━━━ Document text
Forensic Odontology

Topics: Dentistry, Forensic science, Oral and maxillofacial surgery Pages: 5 (1600 words) Published: December 12, 2012
Antonio Santos

Forensic Odontology is a relatively new science that utilizes the dentist’s knowledge to serve the judicial system. Worldwide, dentists qualified in forensic science are giving expert opinion in cases related to human identification, bite-mark analysis, craniofacial trauma and malpractice. Human Identification relies heavily on the quality of dental records. However Forensic Odontologists can still contribute to the identity investigation in the absence of dental record through profiling the deceased person using features related to teeth.

Along with other healthcare providers, dentists encounter cases of injuries which could be non-accidental. Detection, interpretation and management are important from a legal and humanitarian point of view. Dentists should be aware of the legal impact those cases have, and should refer them to the appropriate authorities for suitable action.

Forensic Odontology
In cases of mass disasters, fires, murders and many other scenarios the use of the forensic Odontology is the key to the identification. Without the mastery of forensic dentistry the investigation process and identification of victims and perpetrators would be nearly impossible.

Forensic dentistry or forensic odontology is the proper handling, examination and evaluation of dental evidence, which will be then presented in the interest of justice. The evidence that may derived from teeth, is the age and identification of the person to whom the teeth may belong. This is done including radiographs, ante-mortem (before death) and post-mortem photographs and DNA. If ante-mortem records are not available, a post mortem record is created by the forensic dentist for possible future comparison. The comparison is methodical and systematic: Each tooth and structure is examined and compared. Fillings, caps, and restorations play the largest role in the identification process. Similarities should be noted during the comparison process, as well as explainable and unexplainable discrepancies. If a discrepancy is unexplainable, such as a post-mortem tooth that is not present on the ante-mortem record, then odontologist will conclude that two different people are represented.

There are many organizations that deal with forensics odontology. The ABFO (American Board of Forensic Odontology) was organized in 1976 with the auspices of the National Institute of Justice. Their mission is to establish, enhance, and revise as necessary, standards of qualifications for those who practice forensic odontology, and to certify as qualified specialists those voluntary applicants who comply with the requirements of the Board. Their purpose is to identify forensic scientists unequivocally qualified to provide essential professional services for the Nation’s judicial and executive branches of government as long been recognized. This board consists of individuals who are nationally and internationally recognized experts. Another organization that is related to forensic odontology is the BAFO (British Association for Forensic Odontology). The BAFO exists to encourage education and good practice in forensic odontology and accredit, review performance and mentor practitioners in forensic odontology.
━━━━━━
Tasks to complete —
[a] Answer these questions using the forensic odontology text:
(i) In what year was the ABFO organized?
(ii) What does the forensic dentist do if ante-mortem records are not available?
(iii) Which items play the largest role in the identification process?
[b] Carry the forensic odontology text on from its last sentence.
The data has no connection to the forensic odontology text.
━━━ Entries supplied
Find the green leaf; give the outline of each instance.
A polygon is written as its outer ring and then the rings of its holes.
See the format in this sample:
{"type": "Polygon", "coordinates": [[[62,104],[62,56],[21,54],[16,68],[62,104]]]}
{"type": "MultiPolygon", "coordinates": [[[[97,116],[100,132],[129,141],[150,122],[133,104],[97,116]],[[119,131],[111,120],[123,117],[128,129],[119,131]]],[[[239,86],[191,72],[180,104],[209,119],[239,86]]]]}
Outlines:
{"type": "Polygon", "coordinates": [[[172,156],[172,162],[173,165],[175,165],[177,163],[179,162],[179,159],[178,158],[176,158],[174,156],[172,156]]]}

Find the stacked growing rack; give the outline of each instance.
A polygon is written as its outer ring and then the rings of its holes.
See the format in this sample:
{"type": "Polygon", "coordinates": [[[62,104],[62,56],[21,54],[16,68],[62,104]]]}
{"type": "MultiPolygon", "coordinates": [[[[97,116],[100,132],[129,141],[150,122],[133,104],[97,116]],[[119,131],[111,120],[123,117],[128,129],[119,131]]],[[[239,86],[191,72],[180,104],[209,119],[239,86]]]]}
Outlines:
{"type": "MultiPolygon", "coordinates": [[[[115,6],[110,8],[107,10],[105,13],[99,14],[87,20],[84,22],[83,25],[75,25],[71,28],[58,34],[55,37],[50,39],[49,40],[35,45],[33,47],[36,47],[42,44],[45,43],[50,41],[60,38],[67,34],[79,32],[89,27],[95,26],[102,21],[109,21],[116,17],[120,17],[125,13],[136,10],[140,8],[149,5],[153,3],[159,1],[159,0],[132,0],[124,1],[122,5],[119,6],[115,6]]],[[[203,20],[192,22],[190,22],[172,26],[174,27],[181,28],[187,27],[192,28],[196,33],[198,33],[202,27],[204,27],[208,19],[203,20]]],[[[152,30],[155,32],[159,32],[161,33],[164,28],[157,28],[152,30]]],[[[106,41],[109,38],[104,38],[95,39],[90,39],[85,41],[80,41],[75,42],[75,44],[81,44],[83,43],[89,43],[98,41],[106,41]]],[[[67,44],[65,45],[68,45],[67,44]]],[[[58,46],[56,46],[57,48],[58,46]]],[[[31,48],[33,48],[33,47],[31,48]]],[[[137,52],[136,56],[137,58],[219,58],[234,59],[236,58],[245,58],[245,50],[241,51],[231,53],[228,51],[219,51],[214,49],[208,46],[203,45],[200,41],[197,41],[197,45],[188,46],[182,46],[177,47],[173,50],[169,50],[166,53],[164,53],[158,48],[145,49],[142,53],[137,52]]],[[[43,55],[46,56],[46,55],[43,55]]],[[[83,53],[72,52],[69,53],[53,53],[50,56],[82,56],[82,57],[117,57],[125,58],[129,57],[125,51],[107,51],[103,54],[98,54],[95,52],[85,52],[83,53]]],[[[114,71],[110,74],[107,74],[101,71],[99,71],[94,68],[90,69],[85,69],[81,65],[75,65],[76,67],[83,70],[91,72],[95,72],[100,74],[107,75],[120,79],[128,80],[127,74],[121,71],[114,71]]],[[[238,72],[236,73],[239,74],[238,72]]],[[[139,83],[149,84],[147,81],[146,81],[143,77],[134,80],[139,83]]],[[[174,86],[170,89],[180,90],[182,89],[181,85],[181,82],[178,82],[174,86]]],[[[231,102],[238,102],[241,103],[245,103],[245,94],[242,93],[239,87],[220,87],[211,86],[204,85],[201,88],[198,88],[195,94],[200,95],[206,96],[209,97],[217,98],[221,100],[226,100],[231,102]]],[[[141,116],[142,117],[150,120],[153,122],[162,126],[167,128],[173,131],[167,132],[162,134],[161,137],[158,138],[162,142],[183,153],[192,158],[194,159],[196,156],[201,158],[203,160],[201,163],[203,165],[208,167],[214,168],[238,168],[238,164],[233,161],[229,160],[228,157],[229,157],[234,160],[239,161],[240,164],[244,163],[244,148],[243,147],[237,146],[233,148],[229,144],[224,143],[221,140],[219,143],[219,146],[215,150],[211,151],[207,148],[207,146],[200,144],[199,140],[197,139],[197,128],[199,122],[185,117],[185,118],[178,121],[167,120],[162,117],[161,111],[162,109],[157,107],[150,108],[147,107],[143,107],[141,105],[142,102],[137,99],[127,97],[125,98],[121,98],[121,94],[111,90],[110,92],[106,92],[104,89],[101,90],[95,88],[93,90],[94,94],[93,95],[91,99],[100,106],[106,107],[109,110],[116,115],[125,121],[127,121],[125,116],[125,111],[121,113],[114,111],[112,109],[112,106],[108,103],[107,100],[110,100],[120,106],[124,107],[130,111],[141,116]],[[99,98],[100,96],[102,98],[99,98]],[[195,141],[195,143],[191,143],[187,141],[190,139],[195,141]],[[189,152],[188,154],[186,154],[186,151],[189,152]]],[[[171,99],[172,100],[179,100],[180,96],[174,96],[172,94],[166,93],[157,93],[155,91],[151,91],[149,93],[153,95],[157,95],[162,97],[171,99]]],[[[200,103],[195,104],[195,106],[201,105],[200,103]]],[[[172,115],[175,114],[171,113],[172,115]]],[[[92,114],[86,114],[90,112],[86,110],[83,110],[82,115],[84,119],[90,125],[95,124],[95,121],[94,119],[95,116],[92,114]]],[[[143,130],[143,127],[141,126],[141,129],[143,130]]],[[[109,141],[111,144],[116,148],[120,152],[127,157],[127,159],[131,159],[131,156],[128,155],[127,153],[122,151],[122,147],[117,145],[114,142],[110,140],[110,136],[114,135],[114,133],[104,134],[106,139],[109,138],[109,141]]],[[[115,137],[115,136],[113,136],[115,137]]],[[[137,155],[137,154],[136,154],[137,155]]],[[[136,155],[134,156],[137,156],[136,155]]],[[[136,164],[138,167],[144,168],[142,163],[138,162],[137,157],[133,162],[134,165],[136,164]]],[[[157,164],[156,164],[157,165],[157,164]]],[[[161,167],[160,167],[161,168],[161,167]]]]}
━━━━━━
Outputs in order —
[a]
(i) 1976
(ii) The forensic dentist creates a post-mortem record for possible future comparison.
(iii) Fillings, caps, and restorations

[b]
The procedure to how a forensic dentistry works is delicate and may take hours to complete. A good example would be if a bite mark was discovered while conducting an autopsy. One of the first things a forensic dentist will do is obtain a saliva example of the bite. This step can be done by other people as well but it is safer to go with the forensic dentist as he knows how to handle the situation. The next step would be taking photographs of the bite mark. This step is very delicate as the dentist would need to get good lighting, color, and camera angle for his shot to be clear. After these photographs are taken the dentist is to make multiple impressions, casts, or molds of the bite-mark. Once everything is done the dentist...

References: (2011). About the ABFO. Retrieved October 15, 2012, from the American Board of Forensic
Odontology website:
(2012). BAFO. Retrieved October 16, 2012, from the British Association for Forensic
Odontology website:
McShane, J. (2010). Limitations of Forensic Odontology. Retrieved October 14, 2012, from the
Truth About Forensic Science website:
Krone, R. (2011). From Death Row to Freedom. Retrieved October 15, 2012, from the Witness
to Innocence webdiste:
Brown, R. (2011). Know the Cases. Retrieved October 16, 2012, from the Innocence Project
Siegel, J., Houck, M. (April 2006). Fundamentals of Forensic Science: Odontology. Burlington,
MA: Elsevier Science.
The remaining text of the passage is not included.